## EXERCISE TEXT
Machine learning aided model for large-scale gas-particle flow interactions

Project description

Gas-particle flow interactions are significant in many applications including air filters, fluidized bed, pharmaceutical sprays, and blast furnaces. A numerical model with reliable performance, efficiency, and robustness is essential for studying the fundamentals and understanding the physical mechanisms. Coupling computational fluid dynamics (CFD) with discrete element method (DEM) has been proven to be accurate to simulate such circumstances. This Eulerian-Lagrangian method models fluid flow and particles’ motion by solving the local-averaged Navier-Stokes equations and Newton’s laws of motions, respectively, and exchanges the gas-particle interaction forces to achieve coupling. However, it can be extremely computationally expensive when dealing with large-scale systems. To address this, this project aims to develop a numerical method for modelling large-scale gas-particle flow systems by combining the conventional CFD-DEM with emerging machine learning (ML) techniques. An in-house solver for micro-scale simulations has been in development, the results of which will be adopted to train the ML model. Then the trained ML model can be used to draw conclusions on macro-scale gas-particle interactions. This new methodology has the potential to improve the classical gas-particle models, especially for large-scale systems, with greater accuracy and feasible computational cost.

Outcomes

• This project will provide a new methodological framework for solving gas-particle flows problems with accurate predictions but short time consumptions (efficient and effective).
• The framework to be proposed consists of model development, algorithm performance evaluation, results visualization, and decision-making analysis capabilities for any applications.
• This project can improve both individual and collaborative research skills to those who are involved in.
• The project is also expected to produce peer-review journal publications.

Essential capabilities

Critical thinking, computer programming, literature review skills, data analysis, presentation and communication skills.

Desireable capabilities

Industry exposure, knowledge of oil and gas or manufacturing industry, C/C++ programming, Python programming

Expected qualifications (Course/Degrees etc.)

Master’s degree in mechanical engineering/Chemical. Outstanding direct UG performance is also welcome.

## SUPPLIED DATA
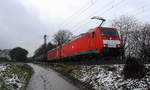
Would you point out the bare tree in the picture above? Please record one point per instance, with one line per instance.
(125, 24)
(141, 37)
(62, 36)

## TRY IT
Transcribe the part of the gas-particle flow project text starting at "Industry exposure, knowledge" and ending at "is also welcome.".

## WRITTEN RESPONSE
Industry exposure, knowledge of oil and gas or manufacturing industry, C/C++ programming, Python programming

Expected qualifications (Course/Degrees etc.)

Master’s degree in mechanical engineering/Chemical. Outstanding direct UG performance is also welcome.